Event -Driven Architecture Patterns

Problem Description

There are a variety of architectural patterns designed to support an event-driven architecture, and in order to ensure implementation success, a consistent and shared approach to event asynchronous event-driven architecture is required.

Background

Ebury technology architecture has expanded in size and complexity over many years. The evolution of its systems have centered around a few key custom applications that have become difficult to adapt to rapidly changing business needs and increasingly complex to maintain.

The Ebury 2.0 blueprint documents the business drivers in detail and concludes a decoupled, secure and robust architecture, based on event-driven design, will deliver the technical agility required to meet business needs.

The use cases associated with the current phase of Ebury 2.0 are mainly associated with the strangler pattern – gradual migration of functionality from a monolith system to a target e.g., beneficiaries. The primary pattern identified to achieve BOS decomposition is the ‘Change Data Capture’ pattern (described in this document).

Solution

Document patterns that support an asynchronous event-driven architecture with guidance on the benefits and drawbacks of each – to be discussed and agreed with engineering teams.

This document will continue to expand with new patterns added as appropriate.

Change Data Capture (CDC) Pattern

Change data Capture ensures database changes are observed and extracted as change events and replicated to a target data store. Effectively CDC treats a database (the DB that changes are captured) as a leader and downstream data stores as followers – log based message queues are well suited to transporting the change events.

CDC is commonly implemented when data changes occurring in a database are required to be replicated to another database or reacted to by down stream systems/services and it’s impractical to capture/divert a data change at the perimeter of a system or by amending the underlying application code.

In the context of a migration, CDC is commonly applied when deconstructing a monolith application to support other strategies such as when applying a strangler pattern. Separately, CDC is used to replicate data for a multitude of reasons – resilience, materialised views etc.

Although a useful pattern, the use of this pattern should be minimised and must be recognised as a transition step only and not the end goal, because it does encourage coupling to the internal data model and each of its implementations do present challenges.

The following are some implementation approaches of CDC:

Change Data Capture - Log based

Database changes are written to an append only log ready for extraction into change events – the implementation varies between platforms e.g., PostgreSQL changes are extracted via the WAL log, whereas MongoDB offers an event stream interface.

GOAL A:
Decide whether the page on event-driven architecture patterns supports each statement: (i) Change Data Capture is meant to be the end goal of the migration; (ii) PostgreSQL changes are extracted via the WAL log; (iii) the primary pattern identified for BOS decomposition is the strangler pattern. For each statement, answer yes or no and quote the words of the page that settle it.
GOAL B:
According to the page on event-driven architecture patterns, the Ebury 2.0 blueprint concludes that a certain architecture will deliver the technical agility required. List every adjective the page uses to describe that architecture.
The material placed after this point bears no relation to the page on event-driven architecture patterns.

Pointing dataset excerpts
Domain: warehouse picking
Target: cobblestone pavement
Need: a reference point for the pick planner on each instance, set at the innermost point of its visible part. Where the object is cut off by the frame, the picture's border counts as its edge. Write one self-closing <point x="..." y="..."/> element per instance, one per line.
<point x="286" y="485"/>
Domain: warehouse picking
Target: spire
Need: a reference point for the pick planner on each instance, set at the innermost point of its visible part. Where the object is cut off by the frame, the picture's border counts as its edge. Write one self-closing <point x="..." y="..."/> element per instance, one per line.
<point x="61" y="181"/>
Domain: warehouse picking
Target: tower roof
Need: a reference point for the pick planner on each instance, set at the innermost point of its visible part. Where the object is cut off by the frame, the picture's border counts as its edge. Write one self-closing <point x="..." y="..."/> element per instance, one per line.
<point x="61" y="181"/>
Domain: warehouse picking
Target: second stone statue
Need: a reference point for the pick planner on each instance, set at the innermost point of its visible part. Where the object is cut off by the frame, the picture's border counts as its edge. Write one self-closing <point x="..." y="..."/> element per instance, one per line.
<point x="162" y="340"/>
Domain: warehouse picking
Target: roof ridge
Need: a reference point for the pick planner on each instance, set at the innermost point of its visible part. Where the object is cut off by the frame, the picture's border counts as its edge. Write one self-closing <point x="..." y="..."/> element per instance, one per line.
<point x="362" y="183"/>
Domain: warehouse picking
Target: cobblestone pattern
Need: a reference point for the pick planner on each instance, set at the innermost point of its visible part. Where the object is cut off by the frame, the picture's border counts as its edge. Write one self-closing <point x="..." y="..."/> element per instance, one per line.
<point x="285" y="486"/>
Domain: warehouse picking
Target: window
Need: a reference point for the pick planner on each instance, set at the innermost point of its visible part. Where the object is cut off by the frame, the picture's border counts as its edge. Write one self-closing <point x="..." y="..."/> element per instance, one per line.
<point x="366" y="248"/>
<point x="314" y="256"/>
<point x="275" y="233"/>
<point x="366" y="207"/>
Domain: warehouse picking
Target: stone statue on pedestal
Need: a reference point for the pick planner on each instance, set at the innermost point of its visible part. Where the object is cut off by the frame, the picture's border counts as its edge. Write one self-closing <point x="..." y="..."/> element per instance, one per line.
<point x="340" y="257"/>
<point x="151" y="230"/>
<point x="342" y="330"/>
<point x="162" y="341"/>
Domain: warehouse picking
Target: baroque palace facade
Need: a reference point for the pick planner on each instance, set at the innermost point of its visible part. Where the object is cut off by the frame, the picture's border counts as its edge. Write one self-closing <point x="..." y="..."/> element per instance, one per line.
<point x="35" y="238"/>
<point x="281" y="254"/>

ANSWER A:
(i) No: "must be recognised as a transition step only and not the end goal"
(ii) Yes: "PostgreSQL changes are extracted via the WAL log"
(iii) No: "The primary pattern identified to achieve BOS decomposition is the ‘Change Data Capture’ pattern"

ANSWER B:
decoupled, secure, robust